- _Objective_
Below is a listing; write it out exactly and drop any images from it.

- _Raw records_
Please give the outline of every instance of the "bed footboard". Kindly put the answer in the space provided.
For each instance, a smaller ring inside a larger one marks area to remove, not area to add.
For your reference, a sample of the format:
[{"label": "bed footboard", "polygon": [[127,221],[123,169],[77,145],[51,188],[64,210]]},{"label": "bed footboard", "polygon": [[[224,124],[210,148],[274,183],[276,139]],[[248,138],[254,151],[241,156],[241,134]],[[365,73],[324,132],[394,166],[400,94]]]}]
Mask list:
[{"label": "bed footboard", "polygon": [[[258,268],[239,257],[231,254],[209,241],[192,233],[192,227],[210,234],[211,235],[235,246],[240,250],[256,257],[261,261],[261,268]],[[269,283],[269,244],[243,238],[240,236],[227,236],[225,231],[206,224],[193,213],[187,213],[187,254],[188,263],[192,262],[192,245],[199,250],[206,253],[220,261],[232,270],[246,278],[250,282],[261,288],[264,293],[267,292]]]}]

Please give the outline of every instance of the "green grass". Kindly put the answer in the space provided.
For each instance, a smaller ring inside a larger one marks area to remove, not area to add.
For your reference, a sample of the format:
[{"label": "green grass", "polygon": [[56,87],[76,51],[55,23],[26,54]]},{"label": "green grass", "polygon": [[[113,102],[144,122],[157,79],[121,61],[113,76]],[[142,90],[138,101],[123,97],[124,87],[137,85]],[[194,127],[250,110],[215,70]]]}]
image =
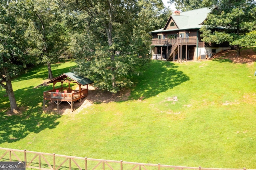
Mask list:
[{"label": "green grass", "polygon": [[[58,65],[54,74],[74,65]],[[22,114],[6,115],[8,99],[0,92],[0,146],[142,163],[256,169],[255,66],[222,60],[153,61],[133,80],[136,84],[127,101],[97,103],[63,115],[42,112],[42,92],[51,87],[34,88],[47,78],[46,68],[38,67],[13,81],[19,107],[25,108]],[[178,101],[172,101],[174,96]]]}]

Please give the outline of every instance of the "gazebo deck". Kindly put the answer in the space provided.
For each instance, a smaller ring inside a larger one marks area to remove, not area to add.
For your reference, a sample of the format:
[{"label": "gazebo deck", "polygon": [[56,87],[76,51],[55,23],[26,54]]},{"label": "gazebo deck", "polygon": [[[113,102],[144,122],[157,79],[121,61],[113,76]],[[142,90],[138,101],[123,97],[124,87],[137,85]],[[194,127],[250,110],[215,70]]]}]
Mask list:
[{"label": "gazebo deck", "polygon": [[[55,84],[58,83],[61,83],[61,87],[55,89]],[[72,112],[73,105],[75,101],[78,101],[81,102],[83,98],[87,96],[88,85],[93,83],[93,81],[89,79],[79,77],[74,73],[68,72],[64,73],[47,83],[53,83],[53,89],[44,92],[44,111],[45,111],[46,102],[52,101],[57,105],[58,111],[59,105],[62,102],[68,102],[71,107],[71,112]],[[63,83],[68,83],[68,87],[64,87]],[[79,86],[79,89],[72,90],[70,86],[70,83],[77,83]],[[86,89],[81,87],[82,85],[86,85]]]},{"label": "gazebo deck", "polygon": [[[59,89],[60,92],[56,92],[56,89]],[[71,93],[68,88],[56,89],[44,92],[44,99],[55,101],[73,102],[80,100],[87,96],[88,89],[81,89],[81,90],[76,90],[74,93]],[[66,89],[68,93],[63,93],[64,89]]]}]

- _Answer in full_
Please give the outline of every instance of the "bed footboard". Kindly put the answer in the space provided.
For each instance, a smaller ring inside a larger one marks area to remove, not area to add.
For your reference, a sample of the format:
[{"label": "bed footboard", "polygon": [[127,221],[123,169],[77,145],[51,188],[64,210]]},{"label": "bed footboard", "polygon": [[[224,124],[210,148],[274,183],[276,139]],[[248,138],[254,151],[241,156],[241,134]],[[365,73],[324,132],[394,166],[400,94]]]}]
Mask list:
[{"label": "bed footboard", "polygon": [[[258,268],[239,257],[231,254],[209,241],[192,233],[192,227],[210,234],[211,235],[235,246],[240,250],[256,257],[261,261],[261,268]],[[269,283],[269,244],[243,238],[240,236],[227,236],[225,231],[206,224],[193,213],[187,213],[187,254],[188,263],[192,262],[192,245],[199,250],[206,253],[220,261],[232,270],[246,278],[250,282],[261,288],[264,293],[267,292]]]}]

Please give the outline of every instance of the "green grass". Kindly put the answer in the space provided.
For each instance, a smaller ring inside a larger one marks area to remove, not area to add.
For your reference, a sample of the format:
[{"label": "green grass", "polygon": [[56,87],[76,51],[55,23],[26,54]]},{"label": "green grass", "polygon": [[[113,102],[144,122],[157,79],[121,61],[113,76]],[[142,90],[138,101],[123,97],[124,87],[137,85]],[[194,127],[250,110],[215,70]]]}]
image =
Mask list:
[{"label": "green grass", "polygon": [[[58,65],[54,74],[74,65]],[[22,114],[6,115],[8,99],[0,92],[0,146],[142,163],[256,169],[255,66],[222,60],[153,61],[133,80],[136,84],[127,101],[97,103],[63,115],[42,112],[42,92],[51,87],[34,88],[47,78],[46,68],[38,67],[13,81],[19,107],[25,108]],[[178,101],[172,101],[174,96]]]}]

Please give the outline of every instance of the "gazebo deck". Kindly put the answer in the space provided.
For each instance, a smaller ring inside a larger one marks area to remove, not area to add.
For your reference, a sample of the format:
[{"label": "gazebo deck", "polygon": [[56,87],[76,51],[55,23],[26,54]]},{"label": "gazebo deck", "polygon": [[[113,102],[144,122],[157,79],[121,61],[113,76]],[[142,90],[138,101],[123,97],[124,87],[137,85]],[[194,127],[250,110],[215,70]]]}]
Mask list:
[{"label": "gazebo deck", "polygon": [[[55,84],[58,83],[61,83],[61,87],[55,89]],[[72,112],[73,105],[75,101],[78,101],[81,102],[83,98],[87,96],[88,85],[93,83],[93,81],[89,79],[79,77],[74,73],[68,72],[64,73],[47,83],[53,83],[53,89],[44,92],[44,111],[45,111],[46,102],[52,101],[57,105],[58,111],[59,105],[62,102],[68,102],[71,107],[71,112]],[[63,83],[68,83],[68,87],[64,87]],[[79,86],[79,89],[72,90],[70,86],[70,83],[77,83]],[[86,89],[81,87],[82,85],[86,85]]]},{"label": "gazebo deck", "polygon": [[[59,89],[60,92],[56,92],[56,89]],[[71,93],[68,88],[56,89],[44,92],[44,99],[55,101],[73,102],[80,100],[87,96],[88,89],[81,89],[81,90],[76,90],[74,93]],[[66,89],[68,93],[63,93],[64,89]]]}]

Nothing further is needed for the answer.